#### PROBLEM STATEMENT
Rewrite the entries below as a JSON list of strings with one string per line, leaving out blank lines. Begin at the line that contains "Inventory request — confirm whether any building" and stop after the line that contains "[151,123,172,161]".

#### SOURCE MATERIAL ####

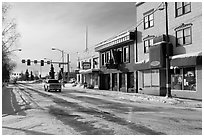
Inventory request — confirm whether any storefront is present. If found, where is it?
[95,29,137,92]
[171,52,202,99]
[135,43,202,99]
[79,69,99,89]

####
#### SOURCE MATERIAL ####

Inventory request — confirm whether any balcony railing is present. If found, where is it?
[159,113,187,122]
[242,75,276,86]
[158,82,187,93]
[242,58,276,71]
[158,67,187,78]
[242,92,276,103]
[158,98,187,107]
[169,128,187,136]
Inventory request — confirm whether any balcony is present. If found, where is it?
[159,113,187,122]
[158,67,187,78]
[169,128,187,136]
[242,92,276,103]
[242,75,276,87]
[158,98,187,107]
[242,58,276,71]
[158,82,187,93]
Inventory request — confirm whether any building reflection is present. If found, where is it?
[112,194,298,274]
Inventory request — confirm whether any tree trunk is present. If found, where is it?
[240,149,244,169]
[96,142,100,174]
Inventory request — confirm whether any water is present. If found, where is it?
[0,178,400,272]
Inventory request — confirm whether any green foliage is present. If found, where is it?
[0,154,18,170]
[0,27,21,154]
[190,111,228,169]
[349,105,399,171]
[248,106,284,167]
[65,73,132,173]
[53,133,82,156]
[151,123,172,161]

####
#### SOURCE MATERIAL ####

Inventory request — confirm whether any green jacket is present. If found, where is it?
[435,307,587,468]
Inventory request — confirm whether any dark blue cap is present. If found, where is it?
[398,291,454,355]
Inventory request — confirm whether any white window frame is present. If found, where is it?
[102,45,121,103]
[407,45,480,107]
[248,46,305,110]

####

#### CORRECT ANSWER
[
  "Inventory request — confirm whether any building reflection is present. If found, where is it?",
  "[112,194,298,274]",
  "Inventory request — confirm whether any tree trunk is present. If found, where is it?",
  "[240,149,244,169]",
  "[96,142,100,174]",
  "Inventory request — confirm whether any water is present. If found, where is it?",
  "[0,178,400,272]",
  "Inventory request — confirm whether any green foliage is present. If found, where is it?",
  "[0,154,18,170]",
  "[0,27,21,154]",
  "[190,111,228,169]",
  "[349,105,399,171]",
  "[248,106,284,167]",
  "[65,73,132,173]",
  "[53,133,82,156]",
  "[151,123,172,161]"
]